#### What you will do:
a. In the text about the restic backup setup, where is the local repository mirrored daily for off-site protection?
b. From the text about the restic backup setup, reproduce the passage that starts at the words "The shared script" and ends after the words "for off-site protection.".

#### Text provided:
################

The current setup uses restic, a single shared backup script, and a fleet of standalone CronJobs. Each target has its own CronJob, but all of them share one repository, one password, and one retention pass.

restic provides everything I want from a backup tool:

  • ✅ ... encryption
  • ✅ ... compression
  • ✅ ... deduplication
  • ✅ ... retention policies

The shared script (backup.sh) is small and config-driven via environment variables. It runs restic backup, optionally pushes Pushgateway metrics, and optionally sends a ntfy notification on failure.

Architecture#

The fleet writes local-first: every workload pushes to a Restic REST-server running on node04, backed by /vol_raidz1/restic-local. A daily mirror CronJob copies the local repository to Wasabi for off-site protection.

################

#### Data provided:
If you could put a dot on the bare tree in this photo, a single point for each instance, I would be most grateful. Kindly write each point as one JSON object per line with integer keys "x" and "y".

################

#### The results:
a. Wasabi

b.
The shared script (backup.sh) is small and config-driven via environment variables. It runs restic backup, optionally pushes Pushgateway metrics, and optionally sends a ntfy notification on failure.

Architecture#

The fleet writes local-first: every workload pushes to a Restic REST-server running on node04, backed by /vol_raidz1/restic-local. A daily mirror CronJob copies the local repository to Wasabi for off-site protection.